*** Begin section ***

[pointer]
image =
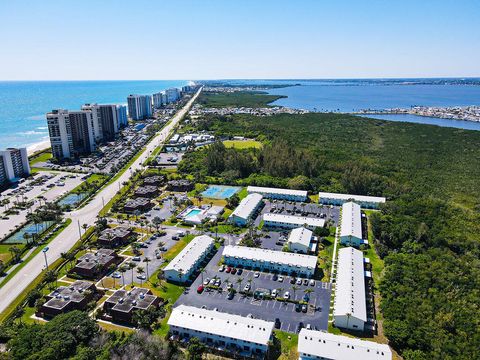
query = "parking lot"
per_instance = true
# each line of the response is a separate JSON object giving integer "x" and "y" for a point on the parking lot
{"x": 149, "y": 250}
{"x": 51, "y": 188}
{"x": 316, "y": 315}
{"x": 300, "y": 209}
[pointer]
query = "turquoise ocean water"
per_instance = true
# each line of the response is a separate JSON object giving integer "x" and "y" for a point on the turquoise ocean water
{"x": 23, "y": 104}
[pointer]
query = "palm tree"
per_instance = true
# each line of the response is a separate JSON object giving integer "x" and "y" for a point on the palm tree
{"x": 140, "y": 271}
{"x": 122, "y": 269}
{"x": 132, "y": 266}
{"x": 239, "y": 282}
{"x": 146, "y": 261}
{"x": 294, "y": 288}
{"x": 112, "y": 268}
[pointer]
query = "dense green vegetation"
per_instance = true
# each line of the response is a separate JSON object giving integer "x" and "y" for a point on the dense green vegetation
{"x": 241, "y": 98}
{"x": 428, "y": 231}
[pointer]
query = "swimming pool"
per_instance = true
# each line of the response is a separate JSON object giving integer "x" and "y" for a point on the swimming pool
{"x": 192, "y": 212}
{"x": 220, "y": 191}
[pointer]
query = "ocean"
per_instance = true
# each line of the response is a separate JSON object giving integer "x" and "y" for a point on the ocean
{"x": 23, "y": 104}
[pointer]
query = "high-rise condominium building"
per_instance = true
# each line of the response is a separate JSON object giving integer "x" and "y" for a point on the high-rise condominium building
{"x": 71, "y": 133}
{"x": 13, "y": 165}
{"x": 139, "y": 106}
{"x": 122, "y": 116}
{"x": 105, "y": 121}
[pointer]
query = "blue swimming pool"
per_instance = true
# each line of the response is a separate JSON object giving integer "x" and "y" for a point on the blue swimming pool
{"x": 193, "y": 212}
{"x": 220, "y": 191}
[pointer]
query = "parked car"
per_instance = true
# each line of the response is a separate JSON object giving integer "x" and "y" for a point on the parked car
{"x": 278, "y": 324}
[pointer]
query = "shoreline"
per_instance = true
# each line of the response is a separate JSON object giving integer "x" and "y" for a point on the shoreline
{"x": 42, "y": 145}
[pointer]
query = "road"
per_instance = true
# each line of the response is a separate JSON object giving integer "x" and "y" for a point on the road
{"x": 86, "y": 215}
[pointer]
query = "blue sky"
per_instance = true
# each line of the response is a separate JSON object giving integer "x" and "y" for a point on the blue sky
{"x": 214, "y": 39}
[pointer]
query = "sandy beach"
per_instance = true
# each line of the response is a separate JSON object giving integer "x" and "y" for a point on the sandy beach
{"x": 38, "y": 146}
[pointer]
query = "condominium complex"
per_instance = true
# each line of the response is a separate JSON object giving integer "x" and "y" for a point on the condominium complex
{"x": 270, "y": 260}
{"x": 369, "y": 202}
{"x": 349, "y": 308}
{"x": 13, "y": 165}
{"x": 313, "y": 345}
{"x": 139, "y": 106}
{"x": 239, "y": 334}
{"x": 247, "y": 208}
{"x": 279, "y": 194}
{"x": 189, "y": 259}
{"x": 71, "y": 133}
{"x": 351, "y": 228}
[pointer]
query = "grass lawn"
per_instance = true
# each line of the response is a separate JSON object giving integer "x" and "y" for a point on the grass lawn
{"x": 40, "y": 157}
{"x": 288, "y": 345}
{"x": 243, "y": 144}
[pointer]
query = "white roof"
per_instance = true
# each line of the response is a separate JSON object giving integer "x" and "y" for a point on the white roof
{"x": 272, "y": 256}
{"x": 351, "y": 220}
{"x": 266, "y": 190}
{"x": 359, "y": 198}
{"x": 190, "y": 254}
{"x": 220, "y": 323}
{"x": 300, "y": 236}
{"x": 350, "y": 285}
{"x": 247, "y": 206}
{"x": 292, "y": 219}
{"x": 330, "y": 346}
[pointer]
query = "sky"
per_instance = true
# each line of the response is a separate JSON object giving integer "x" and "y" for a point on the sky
{"x": 238, "y": 39}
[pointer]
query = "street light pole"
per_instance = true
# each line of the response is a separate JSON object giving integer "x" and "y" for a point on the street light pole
{"x": 45, "y": 255}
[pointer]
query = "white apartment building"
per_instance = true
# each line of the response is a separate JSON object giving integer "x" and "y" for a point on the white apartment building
{"x": 271, "y": 260}
{"x": 291, "y": 221}
{"x": 71, "y": 133}
{"x": 351, "y": 225}
{"x": 368, "y": 202}
{"x": 314, "y": 345}
{"x": 188, "y": 260}
{"x": 222, "y": 330}
{"x": 245, "y": 211}
{"x": 13, "y": 165}
{"x": 279, "y": 194}
{"x": 139, "y": 106}
{"x": 349, "y": 308}
{"x": 299, "y": 240}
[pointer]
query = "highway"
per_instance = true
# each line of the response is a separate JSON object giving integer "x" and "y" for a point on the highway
{"x": 86, "y": 215}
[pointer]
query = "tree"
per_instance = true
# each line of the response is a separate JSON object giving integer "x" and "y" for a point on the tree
{"x": 195, "y": 349}
{"x": 140, "y": 271}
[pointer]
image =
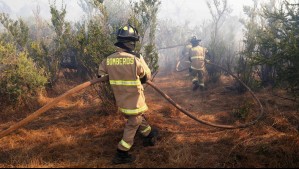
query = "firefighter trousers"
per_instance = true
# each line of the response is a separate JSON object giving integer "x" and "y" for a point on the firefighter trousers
{"x": 133, "y": 124}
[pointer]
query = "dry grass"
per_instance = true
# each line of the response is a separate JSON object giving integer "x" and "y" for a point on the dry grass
{"x": 78, "y": 134}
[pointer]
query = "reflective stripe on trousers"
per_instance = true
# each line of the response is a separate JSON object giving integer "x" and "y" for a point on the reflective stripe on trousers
{"x": 134, "y": 111}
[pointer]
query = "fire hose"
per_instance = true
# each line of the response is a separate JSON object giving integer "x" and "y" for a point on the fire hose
{"x": 80, "y": 87}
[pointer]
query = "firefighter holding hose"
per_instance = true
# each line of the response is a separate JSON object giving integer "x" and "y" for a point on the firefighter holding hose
{"x": 197, "y": 56}
{"x": 127, "y": 72}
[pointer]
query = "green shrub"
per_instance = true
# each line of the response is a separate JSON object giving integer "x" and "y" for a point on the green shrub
{"x": 19, "y": 75}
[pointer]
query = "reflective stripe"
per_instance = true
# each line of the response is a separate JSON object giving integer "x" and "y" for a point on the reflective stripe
{"x": 125, "y": 144}
{"x": 146, "y": 130}
{"x": 148, "y": 71}
{"x": 134, "y": 111}
{"x": 197, "y": 68}
{"x": 197, "y": 57}
{"x": 125, "y": 82}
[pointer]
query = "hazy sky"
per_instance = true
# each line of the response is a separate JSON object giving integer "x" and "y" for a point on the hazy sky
{"x": 178, "y": 10}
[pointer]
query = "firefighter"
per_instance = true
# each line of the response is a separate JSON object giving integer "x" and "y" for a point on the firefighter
{"x": 197, "y": 56}
{"x": 127, "y": 72}
{"x": 185, "y": 56}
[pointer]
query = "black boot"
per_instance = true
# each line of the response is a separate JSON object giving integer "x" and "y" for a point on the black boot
{"x": 123, "y": 157}
{"x": 195, "y": 86}
{"x": 151, "y": 139}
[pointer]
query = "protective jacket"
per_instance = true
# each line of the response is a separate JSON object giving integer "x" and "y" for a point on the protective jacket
{"x": 185, "y": 52}
{"x": 125, "y": 70}
{"x": 197, "y": 57}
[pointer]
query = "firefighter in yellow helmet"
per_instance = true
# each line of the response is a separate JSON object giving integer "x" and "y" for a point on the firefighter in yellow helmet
{"x": 127, "y": 72}
{"x": 197, "y": 56}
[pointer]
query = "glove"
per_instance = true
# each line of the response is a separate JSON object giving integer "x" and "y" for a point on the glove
{"x": 143, "y": 80}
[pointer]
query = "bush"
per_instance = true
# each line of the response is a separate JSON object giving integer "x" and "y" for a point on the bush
{"x": 19, "y": 75}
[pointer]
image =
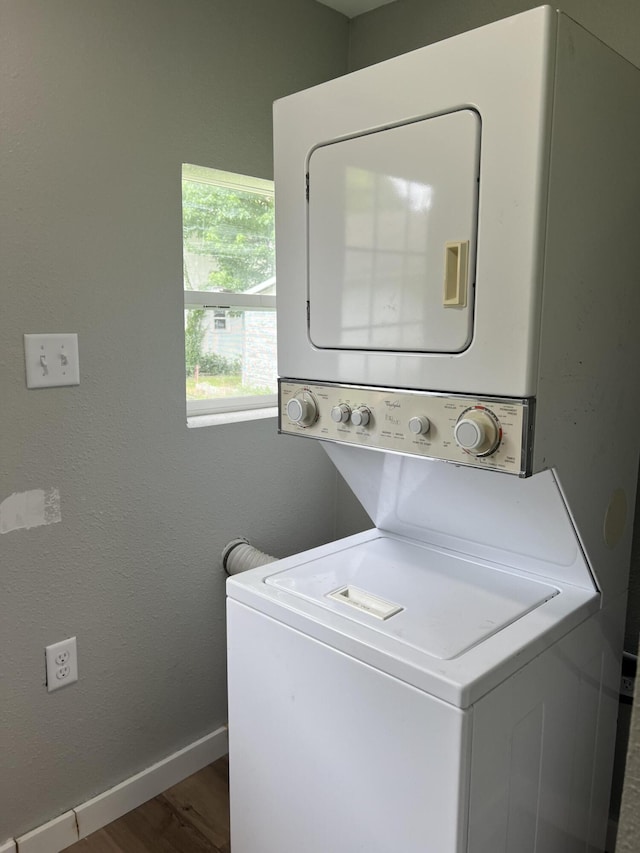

*** End section ***

#### Problem:
Repeat the records above verbatim. Include none of the pictures.

#### Task output:
[pointer]
image =
query = "parking lot"
per_instance = true
# each line of the response is a separate JSON object giving integer "x" and "y" for a point on the parking lot
{"x": 149, "y": 250}
{"x": 51, "y": 188}
{"x": 316, "y": 315}
{"x": 300, "y": 209}
[pointer]
query = "turquoise ocean water"
per_instance = true
# each line of the response is a separate JSON object giving integer "x" and "y" for a point on the turquoise ocean water
{"x": 23, "y": 104}
[pointer]
query = "palm tree"
per_instance = true
# each line of the response is a separate JSON object giving integer "x" and "y" for a point on the palm tree
{"x": 140, "y": 271}
{"x": 122, "y": 269}
{"x": 132, "y": 266}
{"x": 239, "y": 282}
{"x": 146, "y": 261}
{"x": 294, "y": 288}
{"x": 112, "y": 268}
[pointer]
query = "dense green vegetation"
per_instance = true
# each line of the response is a separate JSON object giving integer "x" and "y" for a point on the dense green vegetation
{"x": 241, "y": 98}
{"x": 428, "y": 231}
[pointer]
query = "swimming pool"
per_instance = true
# each line of the response is a separate JSON object giving integer "x" and "y" for a point on the swimming pool
{"x": 192, "y": 212}
{"x": 220, "y": 191}
[pointer]
query = "ocean"
per_instance = true
# each line of the response is a separate JSON object giving integer "x" and "y" for a point on the ocean
{"x": 23, "y": 104}
[pointer]
query = "high-rise condominium building"
per_instance = true
# each line of the response is a separate JSON object giving integer "x" and "y" for a point on the high-rise condominium building
{"x": 71, "y": 133}
{"x": 13, "y": 165}
{"x": 139, "y": 106}
{"x": 122, "y": 116}
{"x": 105, "y": 121}
[pointer]
query = "blue swimming pool"
per_instance = true
# each line of the response is a separate JSON object giving integer "x" and "y" for a point on the blue swimming pool
{"x": 193, "y": 212}
{"x": 220, "y": 191}
[pointer]
query = "parked car"
per_instance = true
# each line of the response is a separate JSON object giving integer "x" and "y" for a point on the parked car
{"x": 278, "y": 324}
[pointer]
query = "shoreline"
per_instance = true
# each line of the response is a separate JSON object giving integer "x" and "y" for a point on the shoreline
{"x": 42, "y": 145}
[pointer]
query = "road"
per_instance = true
# each line of the response is a separate JSON object giving integer "x" and "y" for a point on the road
{"x": 86, "y": 215}
[pointer]
query = "blue sky"
per_instance = true
# each line of the response is a separate JSON object giving integer "x" and "y" for a point on the blue sky
{"x": 214, "y": 39}
[pointer]
query = "sandy beach"
per_instance = true
# each line of the response is a separate JSON object giving integer "x" and "y" for a point on the sandy beach
{"x": 38, "y": 146}
[pointer]
query = "condominium complex"
per_instance = true
# each line of the response is a separate JSON object giving integer "x" and "y" for a point on the condominium complex
{"x": 270, "y": 260}
{"x": 369, "y": 202}
{"x": 349, "y": 308}
{"x": 13, "y": 165}
{"x": 313, "y": 345}
{"x": 139, "y": 106}
{"x": 239, "y": 334}
{"x": 247, "y": 208}
{"x": 279, "y": 194}
{"x": 189, "y": 259}
{"x": 71, "y": 133}
{"x": 351, "y": 228}
[pointer]
query = "grass lawn"
per_instance = true
# each line of the response is a separate JSON object giving integer "x" and "y" for a point on the grass lawn
{"x": 40, "y": 157}
{"x": 288, "y": 345}
{"x": 243, "y": 144}
[pointer]
query = "white roof"
per_instance = true
# each line of the response is a separate JSON object giving integer "x" and "y" for a point on the white roof
{"x": 272, "y": 256}
{"x": 351, "y": 220}
{"x": 266, "y": 190}
{"x": 359, "y": 198}
{"x": 190, "y": 254}
{"x": 220, "y": 323}
{"x": 300, "y": 236}
{"x": 350, "y": 285}
{"x": 247, "y": 206}
{"x": 292, "y": 219}
{"x": 330, "y": 346}
[pointer]
query = "sky"
per_instance = true
# each line of the response is a separate JSON object giving integer "x" and "y" for a point on the sky
{"x": 238, "y": 39}
[pointer]
query = "street light pole"
per_instance = true
# each line of the response is a separate JSON object giving integer "x" and "y" for a point on the street light pole
{"x": 45, "y": 255}
[pointer]
query = "white apartment building"
per_instance = true
# each line of the response is a separate JSON object giving integer "x" and "y" for a point on the white apartment building
{"x": 271, "y": 260}
{"x": 291, "y": 221}
{"x": 71, "y": 133}
{"x": 351, "y": 225}
{"x": 368, "y": 202}
{"x": 314, "y": 345}
{"x": 188, "y": 260}
{"x": 222, "y": 330}
{"x": 245, "y": 211}
{"x": 13, "y": 165}
{"x": 279, "y": 194}
{"x": 139, "y": 106}
{"x": 349, "y": 308}
{"x": 299, "y": 240}
[pointer]
query = "highway"
per_instance = true
# each line of the response is a separate JSON object giving integer "x" and "y" for a point on the highway
{"x": 86, "y": 215}
[pointer]
query = "tree"
per_instance = true
# each line of the response is a separate JSON object giving integer "x" and "y" for a point on the tree
{"x": 195, "y": 349}
{"x": 140, "y": 271}
[pointer]
image =
query = "firefighter trousers"
per_instance = true
# each line of the response is a separate JSON object giving integer "x" and "y" for a point on the firefighter trousers
{"x": 133, "y": 124}
[pointer]
query = "dry grass"
per_instance = true
# each line of the response is a separate JSON object giving integer "x" and "y" for a point on the dry grass
{"x": 78, "y": 134}
[pointer]
query = "reflective stripe on trousers"
per_instance = true
# each line of the response is a separate JSON object giving integer "x" and "y" for a point on the reflective stripe on trousers
{"x": 134, "y": 111}
[pointer]
query = "fire hose"
per_instance = true
# each line of the response is a separate JSON object giving integer "x" and "y" for a point on the fire hose
{"x": 80, "y": 87}
[pointer]
query = "firefighter holding hose"
per_instance = true
# each line of the response is a separate JSON object giving integer "x" and "y" for a point on the firefighter holding hose
{"x": 197, "y": 56}
{"x": 127, "y": 72}
[pointer]
query = "green shrub"
per_instance = true
# each line of the response is a separate JSON object giving integer "x" and "y" for a point on the green shrub
{"x": 19, "y": 75}
[pointer]
query = "reflective stripe"
per_instance = true
# each line of the response is a separate JSON object giving integer "x" and "y" for a point on the reflective stripe
{"x": 125, "y": 144}
{"x": 146, "y": 130}
{"x": 148, "y": 71}
{"x": 134, "y": 111}
{"x": 197, "y": 68}
{"x": 197, "y": 57}
{"x": 125, "y": 82}
[pointer]
query = "hazy sky"
per_instance = true
# each line of the response is a separate JSON object giving integer "x" and "y" for a point on the hazy sky
{"x": 178, "y": 10}
[pointer]
query = "firefighter"
per_instance = true
# each line of the response is a separate JSON object giving integer "x" and "y" for a point on the firefighter
{"x": 197, "y": 56}
{"x": 127, "y": 72}
{"x": 185, "y": 56}
[pointer]
query = "black boot"
per_instance = true
# each line of the response is a separate JSON object giving integer "x" and "y" for a point on the black boot
{"x": 123, "y": 157}
{"x": 195, "y": 86}
{"x": 151, "y": 139}
[pointer]
query = "protective jacket"
per_instance = true
# each line of the response is a separate JSON object giving integer "x" and "y" for a point on the protective jacket
{"x": 185, "y": 52}
{"x": 125, "y": 70}
{"x": 197, "y": 57}
[pointer]
query = "firefighter in yellow helmet"
per_instance = true
# each line of the response is a separate JSON object giving integer "x" and "y" for a point on the firefighter in yellow helmet
{"x": 127, "y": 72}
{"x": 197, "y": 56}
[pointer]
query = "glove"
per_instance = true
# each line of the response is a separate JSON object giving integer "x" and "y" for a point on the glove
{"x": 143, "y": 80}
[pointer]
query = "bush"
per_instance = true
# each line of the response is a separate JSON object giving integer "x" and "y" for a point on the bush
{"x": 19, "y": 75}
[pointer]
image =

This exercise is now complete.